§ Text provided
-2

The problem is simple, the code below does not work. it says Process finished with exit code -1073740940 (0xC0000374). Removing ampersand does not change anything.

int main(){
    string x;
    scanf("%s",&x);
    cout << x;
}
giusti
  • 3,156
  • 3
  • 29
  • 44
  • Use c-like strings or, **better**, use `cin` instead. –  Sep 07 '19 at 21:01
  • I know about `cin`, but now want to figure out what is wrong with that. I've noticed that it is faster than `cin`, thus better for competitive programming. –  Sep 07 '19 at 21:03
  • How can I use c-like strings? –  Sep 07 '19 at 21:05
  • Did you try `std::ios_base::sync_with_stdio (false);`? https://stackoverflow.com/questions/5406935/reading-a-string-with-scanf –  Sep 07 '19 at 21:06
  • This does not fix it. –  Sep 07 '19 at 21:08
  • What doesn't fix what? –  Sep 07 '19 at 21:16
  • I mean, it does not change anything. –  Sep 07 '19 at 21:20
  • 4
    Why did you think it would work? Which reference material or piece of documentation told you that it would work? Who explained that you could overwrite a `std::string` using a C library function? They were wrong. – Lightness Races in Orbit Sep 07 '19 at 21:23
  • Not syncing with C stdio is like releasing the handbrake on C++ IO. If you don't need this synchronization, that is. Another advise is to turn on warnings when compiling. Most compilers would have told you that the code is wrong. – Ulrich Eckhardt Sep 08 '19 at 06:33
  • 1
    Possible duplicate of [Read C++ string with scanf](https://stackoverflow.com/questions/20165954/read-c-string-with-scanf) – giusti Sep 09 '19 at 17:21
  • Consider accepting an answer if it helped you. – Daniel Mar 17 '20 at 15:12

5 Answers5

2

scanf() with the %s format specifier reads bytes into a preallocated character array (char[]), to which you pass a pointer.

§ Dataset entries

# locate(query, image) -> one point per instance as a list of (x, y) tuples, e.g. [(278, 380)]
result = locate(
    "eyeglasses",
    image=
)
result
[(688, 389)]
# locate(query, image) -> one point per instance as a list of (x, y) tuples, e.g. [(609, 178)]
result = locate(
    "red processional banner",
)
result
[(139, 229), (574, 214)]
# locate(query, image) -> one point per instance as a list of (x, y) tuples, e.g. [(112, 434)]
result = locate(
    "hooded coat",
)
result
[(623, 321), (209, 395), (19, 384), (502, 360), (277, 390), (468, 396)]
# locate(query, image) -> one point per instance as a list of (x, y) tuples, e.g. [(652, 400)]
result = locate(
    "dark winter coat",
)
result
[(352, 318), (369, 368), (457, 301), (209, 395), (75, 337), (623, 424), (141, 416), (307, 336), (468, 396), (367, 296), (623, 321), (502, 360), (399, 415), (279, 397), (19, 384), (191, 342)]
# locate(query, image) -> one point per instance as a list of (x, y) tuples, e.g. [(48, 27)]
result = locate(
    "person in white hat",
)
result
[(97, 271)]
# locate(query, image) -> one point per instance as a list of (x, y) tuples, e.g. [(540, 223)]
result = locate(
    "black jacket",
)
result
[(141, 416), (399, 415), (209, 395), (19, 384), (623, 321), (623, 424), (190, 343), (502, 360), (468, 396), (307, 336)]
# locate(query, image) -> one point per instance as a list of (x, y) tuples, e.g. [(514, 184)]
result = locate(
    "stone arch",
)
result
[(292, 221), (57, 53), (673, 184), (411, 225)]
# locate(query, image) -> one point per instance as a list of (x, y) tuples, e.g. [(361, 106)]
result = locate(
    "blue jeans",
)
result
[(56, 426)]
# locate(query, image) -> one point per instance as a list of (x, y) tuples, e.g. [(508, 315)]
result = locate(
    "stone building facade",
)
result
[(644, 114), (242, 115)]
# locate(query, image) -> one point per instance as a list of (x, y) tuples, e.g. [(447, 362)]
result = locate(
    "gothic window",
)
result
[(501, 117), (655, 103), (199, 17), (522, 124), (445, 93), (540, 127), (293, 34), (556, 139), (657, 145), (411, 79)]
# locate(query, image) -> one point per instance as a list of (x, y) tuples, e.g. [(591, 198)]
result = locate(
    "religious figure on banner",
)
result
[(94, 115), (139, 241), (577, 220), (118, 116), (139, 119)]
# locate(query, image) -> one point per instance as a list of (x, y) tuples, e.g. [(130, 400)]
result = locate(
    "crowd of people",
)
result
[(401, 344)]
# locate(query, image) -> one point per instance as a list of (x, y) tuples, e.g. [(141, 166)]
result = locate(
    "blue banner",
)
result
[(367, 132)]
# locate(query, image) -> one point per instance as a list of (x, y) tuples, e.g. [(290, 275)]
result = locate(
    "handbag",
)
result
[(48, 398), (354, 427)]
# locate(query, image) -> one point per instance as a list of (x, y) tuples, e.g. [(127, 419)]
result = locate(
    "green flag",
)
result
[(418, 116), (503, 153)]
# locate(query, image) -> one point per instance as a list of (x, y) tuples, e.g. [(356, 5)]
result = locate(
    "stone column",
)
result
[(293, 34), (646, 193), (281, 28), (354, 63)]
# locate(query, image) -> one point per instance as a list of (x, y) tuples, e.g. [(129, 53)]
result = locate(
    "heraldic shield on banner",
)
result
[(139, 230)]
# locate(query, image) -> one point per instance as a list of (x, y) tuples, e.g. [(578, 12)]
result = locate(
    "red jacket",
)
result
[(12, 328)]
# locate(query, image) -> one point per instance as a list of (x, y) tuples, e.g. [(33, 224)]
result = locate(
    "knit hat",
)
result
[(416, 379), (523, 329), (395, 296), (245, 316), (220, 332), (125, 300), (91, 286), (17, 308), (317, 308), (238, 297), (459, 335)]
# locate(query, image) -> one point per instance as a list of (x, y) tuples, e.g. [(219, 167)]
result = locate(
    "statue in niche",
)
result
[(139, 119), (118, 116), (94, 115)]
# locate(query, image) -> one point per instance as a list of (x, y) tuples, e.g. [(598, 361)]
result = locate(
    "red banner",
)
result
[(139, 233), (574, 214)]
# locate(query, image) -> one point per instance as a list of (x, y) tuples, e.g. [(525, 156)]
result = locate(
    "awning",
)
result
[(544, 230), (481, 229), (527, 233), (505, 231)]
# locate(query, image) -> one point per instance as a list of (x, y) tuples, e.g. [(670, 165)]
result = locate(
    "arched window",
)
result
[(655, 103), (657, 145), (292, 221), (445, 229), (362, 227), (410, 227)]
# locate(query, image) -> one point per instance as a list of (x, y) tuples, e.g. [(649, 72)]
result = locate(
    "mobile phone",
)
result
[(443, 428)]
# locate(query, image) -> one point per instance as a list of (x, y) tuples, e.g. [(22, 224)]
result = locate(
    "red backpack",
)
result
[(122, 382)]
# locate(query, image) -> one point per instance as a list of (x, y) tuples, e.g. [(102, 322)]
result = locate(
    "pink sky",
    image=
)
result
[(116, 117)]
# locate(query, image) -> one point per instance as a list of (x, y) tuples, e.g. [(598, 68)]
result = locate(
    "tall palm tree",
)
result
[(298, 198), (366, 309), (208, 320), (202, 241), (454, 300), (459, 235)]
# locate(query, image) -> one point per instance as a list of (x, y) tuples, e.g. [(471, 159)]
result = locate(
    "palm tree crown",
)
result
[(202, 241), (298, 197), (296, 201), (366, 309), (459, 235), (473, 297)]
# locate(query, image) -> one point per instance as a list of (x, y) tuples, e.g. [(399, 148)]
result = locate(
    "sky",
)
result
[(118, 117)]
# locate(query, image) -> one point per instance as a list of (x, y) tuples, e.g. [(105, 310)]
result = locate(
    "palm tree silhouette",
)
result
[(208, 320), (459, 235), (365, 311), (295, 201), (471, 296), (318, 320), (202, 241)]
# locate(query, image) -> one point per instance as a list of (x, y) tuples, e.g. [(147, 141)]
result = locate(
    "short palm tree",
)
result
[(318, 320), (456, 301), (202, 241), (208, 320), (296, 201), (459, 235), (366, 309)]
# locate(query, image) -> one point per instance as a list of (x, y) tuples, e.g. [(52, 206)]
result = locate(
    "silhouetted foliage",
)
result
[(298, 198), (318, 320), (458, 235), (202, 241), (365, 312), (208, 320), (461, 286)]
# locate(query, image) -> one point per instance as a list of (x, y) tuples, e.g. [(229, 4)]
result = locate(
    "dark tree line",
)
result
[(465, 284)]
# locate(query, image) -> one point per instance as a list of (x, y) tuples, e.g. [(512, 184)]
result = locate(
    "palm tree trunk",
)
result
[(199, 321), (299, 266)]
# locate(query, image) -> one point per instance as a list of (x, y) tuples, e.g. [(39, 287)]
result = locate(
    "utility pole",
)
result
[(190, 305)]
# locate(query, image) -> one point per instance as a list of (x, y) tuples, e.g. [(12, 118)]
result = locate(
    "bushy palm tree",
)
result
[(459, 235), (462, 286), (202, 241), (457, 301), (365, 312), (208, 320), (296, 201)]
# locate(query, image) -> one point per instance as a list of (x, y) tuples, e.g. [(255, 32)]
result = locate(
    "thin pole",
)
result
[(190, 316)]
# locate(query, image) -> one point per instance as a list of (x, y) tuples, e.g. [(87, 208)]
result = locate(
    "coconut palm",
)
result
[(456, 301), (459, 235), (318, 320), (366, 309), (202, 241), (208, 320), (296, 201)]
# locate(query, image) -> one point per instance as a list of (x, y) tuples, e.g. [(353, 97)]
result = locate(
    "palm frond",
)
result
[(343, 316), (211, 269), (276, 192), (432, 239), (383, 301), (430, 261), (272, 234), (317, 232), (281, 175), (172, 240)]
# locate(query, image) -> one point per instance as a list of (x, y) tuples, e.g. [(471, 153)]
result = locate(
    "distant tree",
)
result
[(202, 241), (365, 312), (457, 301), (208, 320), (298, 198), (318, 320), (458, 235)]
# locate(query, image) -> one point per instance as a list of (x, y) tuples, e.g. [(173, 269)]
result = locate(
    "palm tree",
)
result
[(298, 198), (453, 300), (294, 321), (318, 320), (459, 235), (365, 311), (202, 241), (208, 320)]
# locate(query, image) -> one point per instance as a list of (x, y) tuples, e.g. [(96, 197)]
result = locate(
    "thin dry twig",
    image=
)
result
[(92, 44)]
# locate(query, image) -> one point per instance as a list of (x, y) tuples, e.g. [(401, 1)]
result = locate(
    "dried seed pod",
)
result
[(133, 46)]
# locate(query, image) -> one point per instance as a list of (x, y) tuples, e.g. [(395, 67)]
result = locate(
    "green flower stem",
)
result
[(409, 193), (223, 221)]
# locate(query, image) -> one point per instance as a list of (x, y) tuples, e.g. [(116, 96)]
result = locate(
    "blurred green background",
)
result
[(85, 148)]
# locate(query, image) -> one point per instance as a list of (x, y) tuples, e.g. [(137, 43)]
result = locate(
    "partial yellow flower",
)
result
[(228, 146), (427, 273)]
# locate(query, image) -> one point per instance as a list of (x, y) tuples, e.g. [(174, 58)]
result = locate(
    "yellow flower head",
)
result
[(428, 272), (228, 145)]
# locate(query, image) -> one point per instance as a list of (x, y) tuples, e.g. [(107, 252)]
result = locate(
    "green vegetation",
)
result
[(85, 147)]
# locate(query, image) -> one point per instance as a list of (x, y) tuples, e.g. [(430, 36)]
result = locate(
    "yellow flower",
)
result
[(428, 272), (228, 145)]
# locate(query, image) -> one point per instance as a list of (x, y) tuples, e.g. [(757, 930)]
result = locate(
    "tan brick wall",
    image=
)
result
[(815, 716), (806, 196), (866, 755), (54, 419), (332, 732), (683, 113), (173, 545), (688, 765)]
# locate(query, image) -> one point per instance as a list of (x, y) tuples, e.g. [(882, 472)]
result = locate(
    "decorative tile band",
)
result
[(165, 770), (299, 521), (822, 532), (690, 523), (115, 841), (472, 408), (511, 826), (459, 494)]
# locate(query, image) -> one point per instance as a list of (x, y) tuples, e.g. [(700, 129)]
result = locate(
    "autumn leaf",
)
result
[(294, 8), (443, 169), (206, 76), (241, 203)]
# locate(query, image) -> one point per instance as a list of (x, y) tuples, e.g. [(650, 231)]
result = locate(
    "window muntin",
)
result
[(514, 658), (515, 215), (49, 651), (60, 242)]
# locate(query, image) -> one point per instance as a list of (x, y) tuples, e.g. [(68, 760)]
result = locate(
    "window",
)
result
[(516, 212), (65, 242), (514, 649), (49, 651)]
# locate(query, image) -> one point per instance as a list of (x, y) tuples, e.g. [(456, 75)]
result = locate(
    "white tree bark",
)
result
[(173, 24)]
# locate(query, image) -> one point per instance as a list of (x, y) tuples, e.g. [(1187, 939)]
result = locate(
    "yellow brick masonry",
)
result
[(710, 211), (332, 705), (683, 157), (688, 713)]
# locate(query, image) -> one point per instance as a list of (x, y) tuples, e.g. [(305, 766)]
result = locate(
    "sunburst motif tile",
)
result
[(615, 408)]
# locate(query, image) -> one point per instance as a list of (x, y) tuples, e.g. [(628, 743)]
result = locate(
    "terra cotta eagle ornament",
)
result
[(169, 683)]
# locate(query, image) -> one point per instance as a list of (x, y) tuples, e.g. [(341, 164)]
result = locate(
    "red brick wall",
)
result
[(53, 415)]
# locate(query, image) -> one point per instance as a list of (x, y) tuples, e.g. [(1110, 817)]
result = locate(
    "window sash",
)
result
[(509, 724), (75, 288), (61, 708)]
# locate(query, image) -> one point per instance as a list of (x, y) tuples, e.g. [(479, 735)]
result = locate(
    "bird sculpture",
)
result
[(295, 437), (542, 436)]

§ Tasks to perform
**a.** Answer these questions using the text on reading a string with scanf:
(i) What exit code does the program finish with?
(ii) What reason does the asker give for preferring scanf over cin?
(iii) According to the answer, into what does scanf() with the %s format specifier read bytes?
**b.** Express the listing lines as a JSON list of strings, one string per line with blank lines omitted. Begin with the line that contains "e.g. [(290, 275)]" and continue through the line that contains "[(418, 116), (503, 153)]", including both.

§ Results by task
**a.**
(i) -1073740940 (0xC0000374)
(ii) The asker noticed that it is faster than cin, and so better for competitive programming.
(iii) Into a preallocated character array (char[]), to which you pass a pointer.

**b.**
[
  "# locate(query, image) -> one point per instance as a list of (x, y) tuples, e.g. [(290, 275)]",
  "result = locate(",
  "    \"handbag\",",
  ")",
  "result",
  "[(48, 398), (354, 427)]",
  "# locate(query, image) -> one point per instance as a list of (x, y) tuples, e.g. [(127, 419)]",
  "result = locate(",
  "    \"green flag\",",
  ")",
  "result",
  "[(418, 116), (503, 153)]"
]